Object pointing dataset rows

BEGIN

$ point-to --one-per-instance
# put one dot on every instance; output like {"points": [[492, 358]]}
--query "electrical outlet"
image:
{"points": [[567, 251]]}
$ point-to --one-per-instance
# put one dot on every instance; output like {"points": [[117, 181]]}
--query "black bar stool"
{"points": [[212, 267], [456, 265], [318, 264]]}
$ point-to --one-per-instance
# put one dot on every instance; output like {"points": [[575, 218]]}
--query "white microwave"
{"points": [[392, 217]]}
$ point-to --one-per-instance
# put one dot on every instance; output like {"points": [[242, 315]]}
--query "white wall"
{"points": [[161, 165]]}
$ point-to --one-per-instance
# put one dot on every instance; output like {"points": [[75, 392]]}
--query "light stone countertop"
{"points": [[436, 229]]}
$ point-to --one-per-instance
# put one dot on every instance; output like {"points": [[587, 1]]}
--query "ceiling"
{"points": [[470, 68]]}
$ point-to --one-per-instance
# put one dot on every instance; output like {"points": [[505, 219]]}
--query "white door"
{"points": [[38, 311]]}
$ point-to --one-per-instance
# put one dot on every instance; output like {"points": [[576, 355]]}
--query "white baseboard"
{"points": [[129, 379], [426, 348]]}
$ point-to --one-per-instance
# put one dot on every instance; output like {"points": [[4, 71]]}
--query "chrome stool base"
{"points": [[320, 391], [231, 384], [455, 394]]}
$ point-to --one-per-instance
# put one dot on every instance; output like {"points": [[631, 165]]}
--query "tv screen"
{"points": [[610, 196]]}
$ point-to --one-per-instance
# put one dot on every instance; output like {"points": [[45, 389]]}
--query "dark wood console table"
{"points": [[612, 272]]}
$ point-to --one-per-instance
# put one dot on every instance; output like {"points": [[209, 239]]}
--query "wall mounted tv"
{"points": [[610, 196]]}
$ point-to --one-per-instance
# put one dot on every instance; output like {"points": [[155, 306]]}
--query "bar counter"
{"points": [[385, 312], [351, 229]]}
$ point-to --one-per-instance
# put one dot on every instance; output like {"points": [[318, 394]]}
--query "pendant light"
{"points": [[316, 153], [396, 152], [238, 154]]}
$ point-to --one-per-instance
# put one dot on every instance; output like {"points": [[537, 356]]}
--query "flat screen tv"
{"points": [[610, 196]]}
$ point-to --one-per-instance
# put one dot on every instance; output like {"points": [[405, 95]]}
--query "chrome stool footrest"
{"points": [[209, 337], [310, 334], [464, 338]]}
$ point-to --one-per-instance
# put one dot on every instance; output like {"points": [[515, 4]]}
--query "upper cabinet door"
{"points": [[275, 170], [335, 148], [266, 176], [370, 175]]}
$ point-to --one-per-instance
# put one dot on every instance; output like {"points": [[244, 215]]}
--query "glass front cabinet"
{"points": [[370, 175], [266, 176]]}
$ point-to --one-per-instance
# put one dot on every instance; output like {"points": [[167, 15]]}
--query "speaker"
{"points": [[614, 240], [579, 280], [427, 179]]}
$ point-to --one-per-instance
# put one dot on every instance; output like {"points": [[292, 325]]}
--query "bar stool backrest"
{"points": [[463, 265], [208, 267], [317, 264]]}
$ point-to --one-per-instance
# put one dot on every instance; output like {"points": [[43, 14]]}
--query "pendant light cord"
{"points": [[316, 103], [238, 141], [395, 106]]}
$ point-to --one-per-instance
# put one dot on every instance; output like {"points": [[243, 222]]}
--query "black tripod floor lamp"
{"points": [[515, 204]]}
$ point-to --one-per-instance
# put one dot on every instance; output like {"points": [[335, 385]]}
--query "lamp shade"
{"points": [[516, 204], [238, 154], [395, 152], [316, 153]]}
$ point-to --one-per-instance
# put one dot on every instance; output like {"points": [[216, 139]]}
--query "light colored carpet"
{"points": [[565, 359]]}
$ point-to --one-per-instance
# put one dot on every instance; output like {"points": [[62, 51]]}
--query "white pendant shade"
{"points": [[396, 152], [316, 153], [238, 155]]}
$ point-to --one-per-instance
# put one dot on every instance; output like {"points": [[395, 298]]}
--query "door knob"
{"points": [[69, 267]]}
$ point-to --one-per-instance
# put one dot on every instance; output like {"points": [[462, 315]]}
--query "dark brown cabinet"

END

**What you should do**
Every entry should be printed again exactly as written.

**Solution to this exercise**
$ point-to --one-per-instance
# put one dot on every instance; output like {"points": [[492, 358]]}
--query "electrical outlet"
image:
{"points": [[567, 251]]}
$ point-to --one-per-instance
# put one dot on every instance; output like {"points": [[117, 181]]}
--query "black bar stool"
{"points": [[212, 267], [456, 265], [318, 264]]}
$ point-to --one-per-instance
# put one dot on every instance; output like {"points": [[575, 218]]}
--query "white microwave"
{"points": [[392, 217]]}
$ point-to --one-per-instance
# put one dot on every instance; output like {"points": [[242, 315]]}
--query "white wall"
{"points": [[161, 165]]}
$ point-to --one-per-instance
# put one dot on every instance; output like {"points": [[75, 392]]}
--query "light stone countertop"
{"points": [[436, 229]]}
$ point-to --one-per-instance
# put one dot on every instance; output like {"points": [[587, 1]]}
--query "ceiling"
{"points": [[470, 68]]}
$ point-to --one-per-instance
# put one dot on every instance; output like {"points": [[505, 219]]}
--query "white door"
{"points": [[38, 311]]}
$ point-to --one-per-instance
# put one dot on every instance; output like {"points": [[576, 355]]}
--query "white baseboard"
{"points": [[129, 379], [426, 348]]}
$ point-to --one-per-instance
# put one dot on every instance; output like {"points": [[4, 71]]}
--query "chrome stool base"
{"points": [[320, 391], [231, 384], [455, 394]]}
$ point-to --one-per-instance
# put one dot on every instance; output like {"points": [[631, 165]]}
--query "tv screen"
{"points": [[610, 196]]}
$ point-to --one-per-instance
# put one dot on every instance; output like {"points": [[45, 389]]}
--query "dark wood console table"
{"points": [[612, 272]]}
$ point-to --one-per-instance
# put one dot on every instance; output like {"points": [[209, 239]]}
--query "wall mounted tv"
{"points": [[610, 196]]}
$ point-to --one-per-instance
# put one dot on every instance; output like {"points": [[155, 306]]}
--query "bar counter"
{"points": [[385, 312], [351, 229]]}
$ point-to --one-per-instance
# put one dot on every instance; output like {"points": [[318, 394]]}
--query "pendant light"
{"points": [[316, 153], [396, 152], [238, 154]]}
$ point-to --one-per-instance
# put one dot on every instance; output like {"points": [[537, 356]]}
--query "flat screen tv"
{"points": [[610, 196]]}
$ point-to --one-per-instance
# put one dot on every instance; output like {"points": [[405, 95]]}
--query "chrome stool footrest"
{"points": [[209, 337], [310, 334], [464, 338]]}
$ point-to --one-per-instance
# put one dot on every instance; output like {"points": [[515, 4]]}
--query "upper cabinet door"
{"points": [[275, 170], [335, 148], [266, 176], [370, 175]]}
$ point-to --one-per-instance
# put one dot on every instance; output like {"points": [[244, 215]]}
--query "glass front cabinet"
{"points": [[370, 175], [266, 176]]}
$ point-to --one-per-instance
# put one dot on every instance; output like {"points": [[167, 15]]}
--query "speaker"
{"points": [[614, 240], [579, 280], [427, 179]]}
$ point-to --one-per-instance
# put one dot on every instance; output like {"points": [[292, 325]]}
--query "bar stool backrest"
{"points": [[463, 265], [208, 267], [317, 264]]}
$ point-to --one-per-instance
# put one dot on every instance; output like {"points": [[43, 14]]}
--query "pendant light cord"
{"points": [[316, 103], [238, 141], [395, 106]]}
$ point-to --one-per-instance
# put one dot on every instance; output like {"points": [[243, 222]]}
--query "black tripod floor lamp"
{"points": [[515, 204]]}
$ point-to --one-per-instance
# put one dot on every instance; output like {"points": [[335, 385]]}
--query "lamp shade"
{"points": [[516, 204], [238, 154], [395, 152], [316, 153]]}
$ point-to --one-per-instance
# put one dot on every instance; output like {"points": [[216, 139]]}
--query "light colored carpet"
{"points": [[565, 359]]}
$ point-to --one-per-instance
# put one dot on every instance; output like {"points": [[62, 51]]}
--query "white pendant shade"
{"points": [[396, 152], [316, 153], [238, 155]]}
$ point-to --one-per-instance
# put one dot on every instance; output like {"points": [[395, 298]]}
--query "door knob"
{"points": [[69, 267]]}
$ point-to --one-per-instance
# put one dot on every instance; output like {"points": [[462, 315]]}
--query "dark brown cabinet"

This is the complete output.